Text to read —
········
PWC #172

PWC #172

Challenge 1 (Prime Partition)

The challenge calls for finding a set of n prime numbers that add up to a given number m

CAVEAT: I have not quite followed the instructions, which require the set of primes to be distinct ("No duplicates"). My solutions also find repeated primes. Thus, the challenge gives the expected prime partition where m=19 and n=3 as: (3,5,11) where 3+5+11=19. My programs also turn up: (3,3,13) and (5,7,7). My discussion below is therefore for the somewhat different problem that allows duplicates. My bad for not reading the instructions carefully enough, but hopefully the somewhat different problem and solution is still interesting.

Though usually with prior challenges, I started in Perl 5, and my Raku programs have mostly been adapted from the Perl 5 version, this time, I started in Raku.
········
(Location annotation dataset excerpts)
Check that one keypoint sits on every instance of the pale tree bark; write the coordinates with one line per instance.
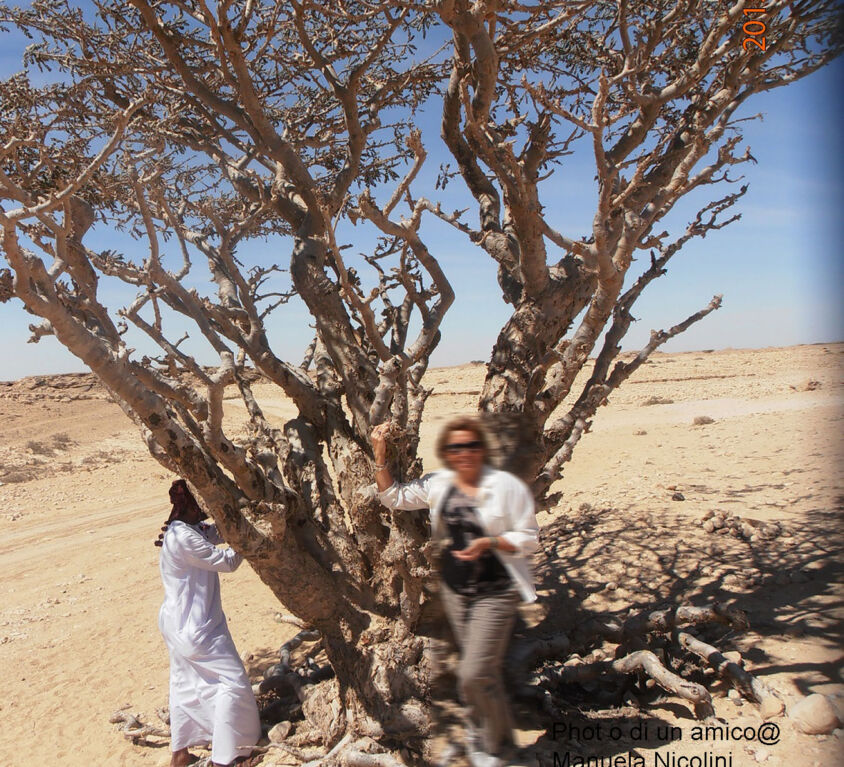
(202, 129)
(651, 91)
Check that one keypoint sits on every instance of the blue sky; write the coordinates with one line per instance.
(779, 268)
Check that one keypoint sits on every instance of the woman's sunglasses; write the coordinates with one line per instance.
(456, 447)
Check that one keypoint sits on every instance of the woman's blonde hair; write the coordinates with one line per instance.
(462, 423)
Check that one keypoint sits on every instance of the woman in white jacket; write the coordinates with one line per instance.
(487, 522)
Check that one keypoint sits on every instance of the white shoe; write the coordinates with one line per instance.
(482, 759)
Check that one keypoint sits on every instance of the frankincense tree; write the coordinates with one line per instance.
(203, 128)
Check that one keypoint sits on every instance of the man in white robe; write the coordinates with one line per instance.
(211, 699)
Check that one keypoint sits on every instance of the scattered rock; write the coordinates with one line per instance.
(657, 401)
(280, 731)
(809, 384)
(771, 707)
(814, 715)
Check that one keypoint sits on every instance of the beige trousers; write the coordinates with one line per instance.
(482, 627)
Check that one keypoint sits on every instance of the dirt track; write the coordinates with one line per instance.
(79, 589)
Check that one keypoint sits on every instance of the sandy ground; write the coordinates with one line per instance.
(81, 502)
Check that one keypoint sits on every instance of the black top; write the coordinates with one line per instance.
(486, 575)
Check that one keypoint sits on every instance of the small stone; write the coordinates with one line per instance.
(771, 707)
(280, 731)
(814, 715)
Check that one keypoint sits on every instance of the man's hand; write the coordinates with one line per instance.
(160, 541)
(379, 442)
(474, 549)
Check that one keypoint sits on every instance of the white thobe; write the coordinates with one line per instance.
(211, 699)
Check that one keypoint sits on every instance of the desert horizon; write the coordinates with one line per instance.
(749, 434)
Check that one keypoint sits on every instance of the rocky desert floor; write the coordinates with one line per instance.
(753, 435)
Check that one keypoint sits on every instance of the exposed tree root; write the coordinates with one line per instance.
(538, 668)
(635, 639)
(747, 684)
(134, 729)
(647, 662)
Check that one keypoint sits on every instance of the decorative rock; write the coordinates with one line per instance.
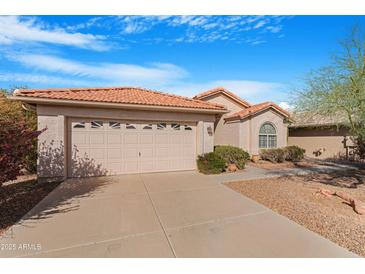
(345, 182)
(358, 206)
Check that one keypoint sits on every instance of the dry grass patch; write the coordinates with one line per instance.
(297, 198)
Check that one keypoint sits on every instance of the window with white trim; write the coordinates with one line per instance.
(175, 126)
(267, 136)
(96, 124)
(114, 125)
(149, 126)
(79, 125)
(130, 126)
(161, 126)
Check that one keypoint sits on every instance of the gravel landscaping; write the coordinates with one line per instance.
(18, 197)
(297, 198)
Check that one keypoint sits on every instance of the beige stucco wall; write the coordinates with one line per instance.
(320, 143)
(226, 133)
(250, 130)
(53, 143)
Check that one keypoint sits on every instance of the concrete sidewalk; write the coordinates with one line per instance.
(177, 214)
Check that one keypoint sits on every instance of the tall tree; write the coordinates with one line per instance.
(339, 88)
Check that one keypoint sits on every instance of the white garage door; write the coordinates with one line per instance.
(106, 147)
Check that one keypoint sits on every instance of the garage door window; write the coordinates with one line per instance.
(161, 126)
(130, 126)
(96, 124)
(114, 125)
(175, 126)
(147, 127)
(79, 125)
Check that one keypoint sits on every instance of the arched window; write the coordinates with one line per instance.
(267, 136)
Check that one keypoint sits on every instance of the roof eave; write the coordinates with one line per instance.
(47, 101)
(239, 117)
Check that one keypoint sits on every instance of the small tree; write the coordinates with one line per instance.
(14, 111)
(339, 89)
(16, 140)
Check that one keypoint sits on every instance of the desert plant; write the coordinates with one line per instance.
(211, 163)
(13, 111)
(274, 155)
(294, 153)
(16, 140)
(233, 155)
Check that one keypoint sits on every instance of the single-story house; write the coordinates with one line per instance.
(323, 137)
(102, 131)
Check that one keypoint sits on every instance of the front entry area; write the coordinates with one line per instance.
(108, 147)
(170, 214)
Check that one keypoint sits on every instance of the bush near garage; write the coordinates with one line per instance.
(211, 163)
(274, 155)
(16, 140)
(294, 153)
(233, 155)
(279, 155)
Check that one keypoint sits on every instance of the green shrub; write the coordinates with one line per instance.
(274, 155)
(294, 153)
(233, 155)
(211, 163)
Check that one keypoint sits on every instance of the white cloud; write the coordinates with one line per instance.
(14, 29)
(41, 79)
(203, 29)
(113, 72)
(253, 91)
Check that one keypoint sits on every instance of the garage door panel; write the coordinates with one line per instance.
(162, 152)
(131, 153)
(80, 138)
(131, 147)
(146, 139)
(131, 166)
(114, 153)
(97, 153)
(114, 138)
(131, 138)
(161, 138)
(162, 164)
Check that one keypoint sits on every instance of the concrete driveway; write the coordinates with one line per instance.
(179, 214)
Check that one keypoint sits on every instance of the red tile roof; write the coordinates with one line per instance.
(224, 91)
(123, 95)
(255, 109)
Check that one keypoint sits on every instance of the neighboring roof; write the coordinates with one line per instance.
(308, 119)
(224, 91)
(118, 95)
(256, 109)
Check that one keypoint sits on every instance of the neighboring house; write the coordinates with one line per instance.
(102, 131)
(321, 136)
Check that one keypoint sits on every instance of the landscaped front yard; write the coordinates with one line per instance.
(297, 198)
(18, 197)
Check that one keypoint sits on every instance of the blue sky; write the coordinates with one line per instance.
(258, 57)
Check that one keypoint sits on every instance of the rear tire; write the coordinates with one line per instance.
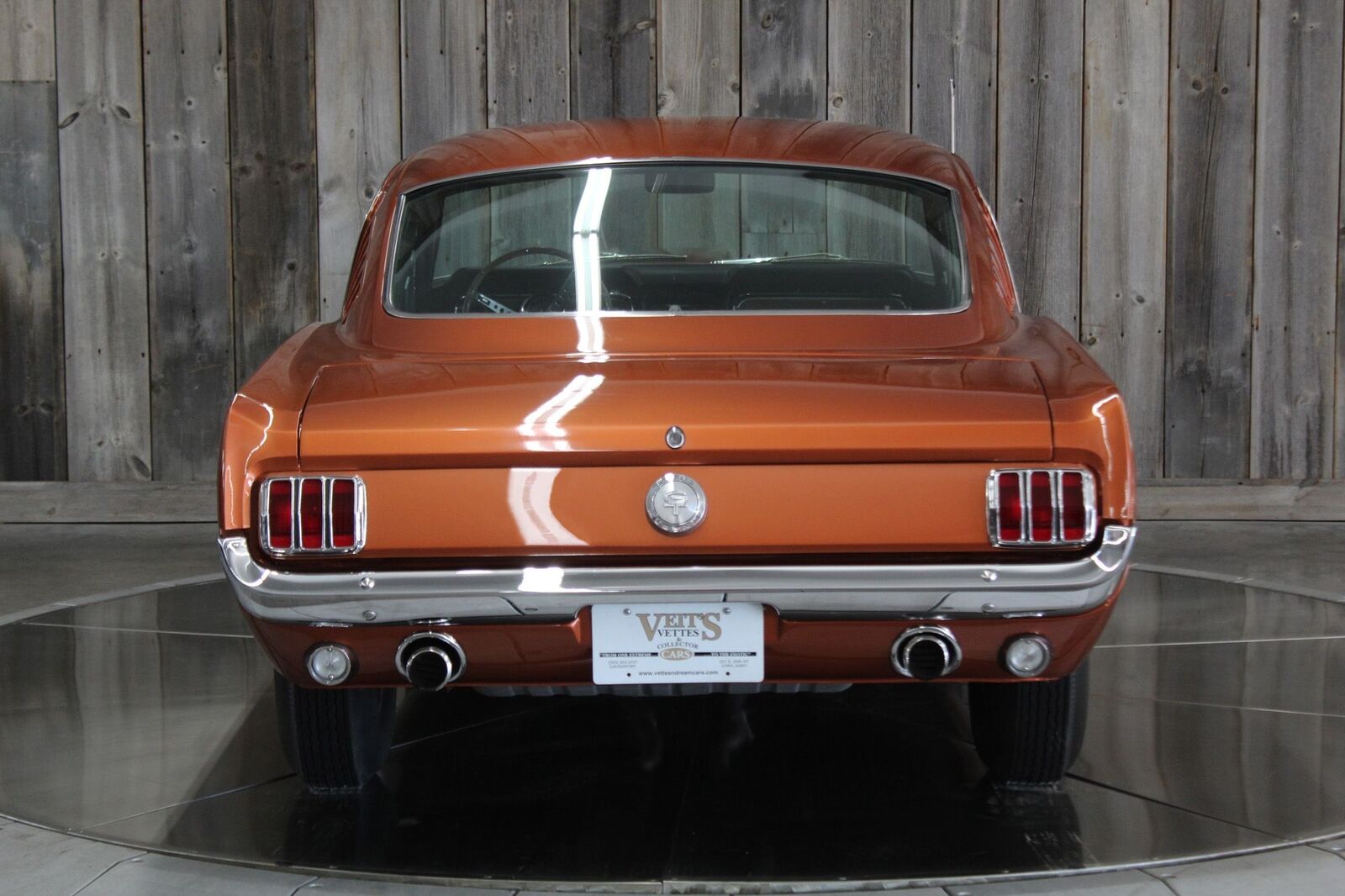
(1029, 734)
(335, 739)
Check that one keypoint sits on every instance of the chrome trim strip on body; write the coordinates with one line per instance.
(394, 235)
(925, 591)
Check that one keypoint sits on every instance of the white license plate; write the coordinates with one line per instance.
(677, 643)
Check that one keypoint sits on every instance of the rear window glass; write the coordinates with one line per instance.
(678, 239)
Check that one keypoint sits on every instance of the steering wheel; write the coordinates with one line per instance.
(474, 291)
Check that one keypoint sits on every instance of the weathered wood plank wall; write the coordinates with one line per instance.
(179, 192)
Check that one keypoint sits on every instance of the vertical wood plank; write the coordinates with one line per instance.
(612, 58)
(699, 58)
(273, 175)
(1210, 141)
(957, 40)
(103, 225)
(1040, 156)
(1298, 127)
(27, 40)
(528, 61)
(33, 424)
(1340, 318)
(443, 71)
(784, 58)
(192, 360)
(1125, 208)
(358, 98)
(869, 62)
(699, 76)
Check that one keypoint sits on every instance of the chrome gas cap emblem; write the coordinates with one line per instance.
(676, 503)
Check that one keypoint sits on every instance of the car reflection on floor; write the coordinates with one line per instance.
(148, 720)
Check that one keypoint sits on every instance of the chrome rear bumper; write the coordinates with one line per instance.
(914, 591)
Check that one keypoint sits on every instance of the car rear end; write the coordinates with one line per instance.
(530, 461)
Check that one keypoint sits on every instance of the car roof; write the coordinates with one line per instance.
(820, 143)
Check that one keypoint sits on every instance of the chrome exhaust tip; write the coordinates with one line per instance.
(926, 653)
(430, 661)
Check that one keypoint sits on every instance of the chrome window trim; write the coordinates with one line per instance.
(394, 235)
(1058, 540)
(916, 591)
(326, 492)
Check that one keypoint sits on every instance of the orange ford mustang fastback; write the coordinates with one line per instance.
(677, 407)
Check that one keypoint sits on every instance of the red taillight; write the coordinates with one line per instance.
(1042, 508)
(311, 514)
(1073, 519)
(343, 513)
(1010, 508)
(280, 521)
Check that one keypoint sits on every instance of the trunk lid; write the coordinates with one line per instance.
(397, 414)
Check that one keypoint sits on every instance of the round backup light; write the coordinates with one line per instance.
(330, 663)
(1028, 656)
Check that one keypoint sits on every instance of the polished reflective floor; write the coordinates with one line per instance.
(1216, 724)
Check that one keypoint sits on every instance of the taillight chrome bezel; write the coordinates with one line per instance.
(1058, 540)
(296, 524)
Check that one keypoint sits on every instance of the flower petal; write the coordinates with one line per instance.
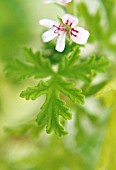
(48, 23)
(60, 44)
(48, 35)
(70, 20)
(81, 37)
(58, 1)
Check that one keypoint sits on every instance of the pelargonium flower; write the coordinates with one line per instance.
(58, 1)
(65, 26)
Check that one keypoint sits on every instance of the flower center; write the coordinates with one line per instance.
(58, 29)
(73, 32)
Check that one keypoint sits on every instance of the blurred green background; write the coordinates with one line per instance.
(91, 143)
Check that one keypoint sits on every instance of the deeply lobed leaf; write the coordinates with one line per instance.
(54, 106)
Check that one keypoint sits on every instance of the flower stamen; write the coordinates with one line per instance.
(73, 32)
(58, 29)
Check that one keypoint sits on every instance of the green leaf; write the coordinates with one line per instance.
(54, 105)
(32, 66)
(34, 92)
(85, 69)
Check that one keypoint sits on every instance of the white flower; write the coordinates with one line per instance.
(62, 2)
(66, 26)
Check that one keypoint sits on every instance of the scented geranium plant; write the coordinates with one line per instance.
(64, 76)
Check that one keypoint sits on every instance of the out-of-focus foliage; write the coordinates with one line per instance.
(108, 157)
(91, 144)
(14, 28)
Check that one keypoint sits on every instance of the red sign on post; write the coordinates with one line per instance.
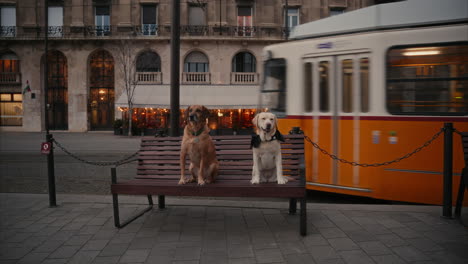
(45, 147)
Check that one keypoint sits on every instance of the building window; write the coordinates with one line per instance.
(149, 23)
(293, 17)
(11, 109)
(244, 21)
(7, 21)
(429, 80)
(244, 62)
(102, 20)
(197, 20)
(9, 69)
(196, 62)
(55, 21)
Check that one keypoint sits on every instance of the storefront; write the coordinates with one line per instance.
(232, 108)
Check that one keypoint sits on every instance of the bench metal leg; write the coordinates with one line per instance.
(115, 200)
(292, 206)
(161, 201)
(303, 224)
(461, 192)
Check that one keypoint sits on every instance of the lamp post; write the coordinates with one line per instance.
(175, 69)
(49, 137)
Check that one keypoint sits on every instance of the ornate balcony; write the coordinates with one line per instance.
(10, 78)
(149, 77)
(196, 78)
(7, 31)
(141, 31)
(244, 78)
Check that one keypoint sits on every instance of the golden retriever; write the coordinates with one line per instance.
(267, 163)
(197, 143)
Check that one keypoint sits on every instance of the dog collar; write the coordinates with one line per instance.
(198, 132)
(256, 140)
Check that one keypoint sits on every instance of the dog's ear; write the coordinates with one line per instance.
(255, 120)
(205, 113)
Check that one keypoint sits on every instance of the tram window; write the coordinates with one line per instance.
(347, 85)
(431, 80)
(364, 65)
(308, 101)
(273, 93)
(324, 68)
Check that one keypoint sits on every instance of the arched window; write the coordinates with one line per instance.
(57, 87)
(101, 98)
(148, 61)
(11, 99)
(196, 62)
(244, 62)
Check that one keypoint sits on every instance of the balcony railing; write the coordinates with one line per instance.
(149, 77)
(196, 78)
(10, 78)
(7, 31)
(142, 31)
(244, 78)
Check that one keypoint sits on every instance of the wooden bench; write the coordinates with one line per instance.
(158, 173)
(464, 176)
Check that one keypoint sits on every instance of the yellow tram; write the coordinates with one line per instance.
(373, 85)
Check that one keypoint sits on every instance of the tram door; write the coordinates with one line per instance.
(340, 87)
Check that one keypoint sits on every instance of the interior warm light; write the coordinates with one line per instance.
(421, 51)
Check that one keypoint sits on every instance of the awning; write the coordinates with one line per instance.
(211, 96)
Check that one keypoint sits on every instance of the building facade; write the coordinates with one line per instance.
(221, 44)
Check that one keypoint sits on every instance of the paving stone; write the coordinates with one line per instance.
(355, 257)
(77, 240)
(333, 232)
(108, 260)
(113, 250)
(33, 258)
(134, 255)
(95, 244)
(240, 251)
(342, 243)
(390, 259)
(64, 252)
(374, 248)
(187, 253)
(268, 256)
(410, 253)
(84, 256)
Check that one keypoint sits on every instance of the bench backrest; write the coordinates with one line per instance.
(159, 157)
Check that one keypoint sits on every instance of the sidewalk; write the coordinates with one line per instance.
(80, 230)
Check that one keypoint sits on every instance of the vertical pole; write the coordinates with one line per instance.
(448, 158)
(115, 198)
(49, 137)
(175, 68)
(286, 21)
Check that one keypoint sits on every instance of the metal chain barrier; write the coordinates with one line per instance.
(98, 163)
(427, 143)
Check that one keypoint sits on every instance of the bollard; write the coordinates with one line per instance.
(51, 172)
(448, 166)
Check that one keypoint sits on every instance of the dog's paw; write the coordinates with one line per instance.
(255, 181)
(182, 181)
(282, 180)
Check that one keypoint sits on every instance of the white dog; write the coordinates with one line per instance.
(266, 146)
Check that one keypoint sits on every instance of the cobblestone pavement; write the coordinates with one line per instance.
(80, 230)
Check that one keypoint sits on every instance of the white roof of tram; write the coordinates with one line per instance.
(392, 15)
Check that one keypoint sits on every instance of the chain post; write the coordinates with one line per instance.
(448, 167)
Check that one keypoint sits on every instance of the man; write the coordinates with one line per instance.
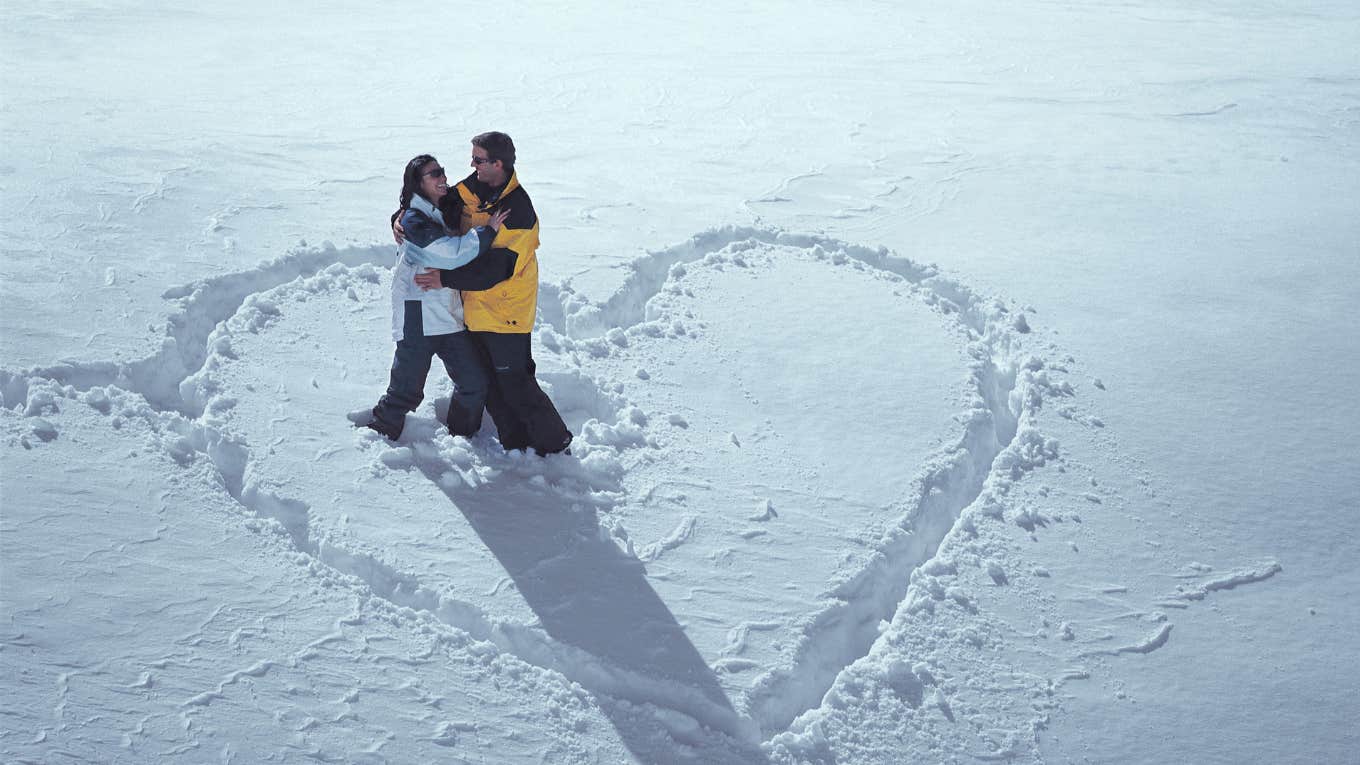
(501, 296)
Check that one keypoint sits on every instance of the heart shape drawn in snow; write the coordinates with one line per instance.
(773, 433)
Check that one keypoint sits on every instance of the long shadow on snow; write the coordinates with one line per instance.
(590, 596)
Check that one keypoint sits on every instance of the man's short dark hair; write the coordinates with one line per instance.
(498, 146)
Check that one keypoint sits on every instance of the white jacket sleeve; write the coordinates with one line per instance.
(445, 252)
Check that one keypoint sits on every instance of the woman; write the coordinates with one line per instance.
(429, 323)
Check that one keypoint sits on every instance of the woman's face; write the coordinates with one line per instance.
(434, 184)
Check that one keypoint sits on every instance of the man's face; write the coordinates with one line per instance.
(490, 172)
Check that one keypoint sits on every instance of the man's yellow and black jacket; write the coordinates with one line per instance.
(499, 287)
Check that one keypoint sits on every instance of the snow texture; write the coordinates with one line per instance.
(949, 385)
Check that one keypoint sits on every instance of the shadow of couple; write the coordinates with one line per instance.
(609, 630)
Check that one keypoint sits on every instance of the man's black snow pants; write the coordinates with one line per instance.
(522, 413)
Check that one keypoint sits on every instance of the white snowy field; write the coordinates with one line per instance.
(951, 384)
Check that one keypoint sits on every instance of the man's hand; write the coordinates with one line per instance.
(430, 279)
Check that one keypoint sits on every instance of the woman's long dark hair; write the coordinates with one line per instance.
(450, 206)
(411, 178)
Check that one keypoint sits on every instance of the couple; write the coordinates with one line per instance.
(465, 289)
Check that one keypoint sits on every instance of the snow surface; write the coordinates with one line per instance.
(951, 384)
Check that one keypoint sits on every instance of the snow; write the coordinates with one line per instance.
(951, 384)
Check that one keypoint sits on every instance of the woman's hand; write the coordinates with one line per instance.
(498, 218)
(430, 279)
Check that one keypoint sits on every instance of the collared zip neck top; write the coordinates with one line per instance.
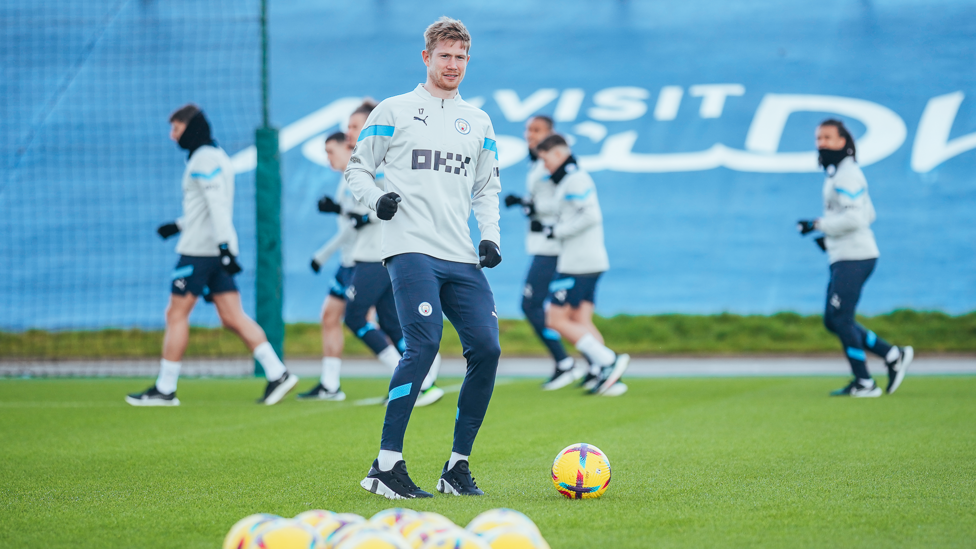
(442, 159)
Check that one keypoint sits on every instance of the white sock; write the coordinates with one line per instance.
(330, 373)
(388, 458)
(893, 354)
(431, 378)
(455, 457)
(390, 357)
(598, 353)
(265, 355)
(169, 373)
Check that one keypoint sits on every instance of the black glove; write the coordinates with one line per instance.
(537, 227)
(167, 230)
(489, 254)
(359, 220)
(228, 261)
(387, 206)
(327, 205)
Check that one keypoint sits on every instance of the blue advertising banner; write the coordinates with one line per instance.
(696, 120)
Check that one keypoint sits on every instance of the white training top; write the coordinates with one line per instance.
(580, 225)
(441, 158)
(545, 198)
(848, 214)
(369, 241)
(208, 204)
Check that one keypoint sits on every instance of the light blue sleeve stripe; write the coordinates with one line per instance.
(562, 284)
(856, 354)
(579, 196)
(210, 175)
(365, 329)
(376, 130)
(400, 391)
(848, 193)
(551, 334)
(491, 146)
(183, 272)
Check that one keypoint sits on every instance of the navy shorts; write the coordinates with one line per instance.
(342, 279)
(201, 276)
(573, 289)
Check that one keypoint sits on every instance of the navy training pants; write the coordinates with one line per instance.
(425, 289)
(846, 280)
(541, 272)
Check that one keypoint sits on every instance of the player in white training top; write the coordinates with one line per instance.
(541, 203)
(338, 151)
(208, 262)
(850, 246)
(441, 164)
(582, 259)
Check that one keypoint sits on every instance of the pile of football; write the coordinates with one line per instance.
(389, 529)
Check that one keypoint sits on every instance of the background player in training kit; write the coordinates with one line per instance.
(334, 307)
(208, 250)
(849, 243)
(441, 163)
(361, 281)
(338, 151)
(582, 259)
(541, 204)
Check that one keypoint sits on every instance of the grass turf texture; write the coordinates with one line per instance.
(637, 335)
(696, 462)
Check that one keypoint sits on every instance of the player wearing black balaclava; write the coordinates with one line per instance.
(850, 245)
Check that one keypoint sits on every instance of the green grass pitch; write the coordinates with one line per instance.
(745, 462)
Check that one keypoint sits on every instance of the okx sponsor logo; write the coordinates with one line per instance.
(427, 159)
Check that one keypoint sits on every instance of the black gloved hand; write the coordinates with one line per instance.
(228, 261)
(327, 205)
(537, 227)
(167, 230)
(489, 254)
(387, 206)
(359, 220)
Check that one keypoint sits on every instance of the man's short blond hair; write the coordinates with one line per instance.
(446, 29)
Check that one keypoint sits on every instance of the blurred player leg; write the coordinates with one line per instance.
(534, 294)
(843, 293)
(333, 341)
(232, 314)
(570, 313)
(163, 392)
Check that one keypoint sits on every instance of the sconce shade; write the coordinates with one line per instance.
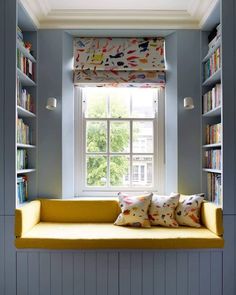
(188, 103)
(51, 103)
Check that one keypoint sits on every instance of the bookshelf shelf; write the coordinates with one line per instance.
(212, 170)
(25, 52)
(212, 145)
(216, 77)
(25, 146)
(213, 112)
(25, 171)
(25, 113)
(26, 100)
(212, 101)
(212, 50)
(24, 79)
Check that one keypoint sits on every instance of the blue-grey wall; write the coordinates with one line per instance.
········
Instruction 1 — Translate this sentence from the PWC #172 text into Spanish: "My solutions also find repeated primes."
Instruction 2 — Pick out every line of the records that contains the word "texture".

Full response 1 — Mis soluciones también encuentran primos repetidos.

Full response 2 —
Check that one keypoint sits on every instance of the snow texture; write the coordinates with one line per instance.
Check that one keypoint sits on every instance of the grass turf texture; write the coordinates with one line per instance.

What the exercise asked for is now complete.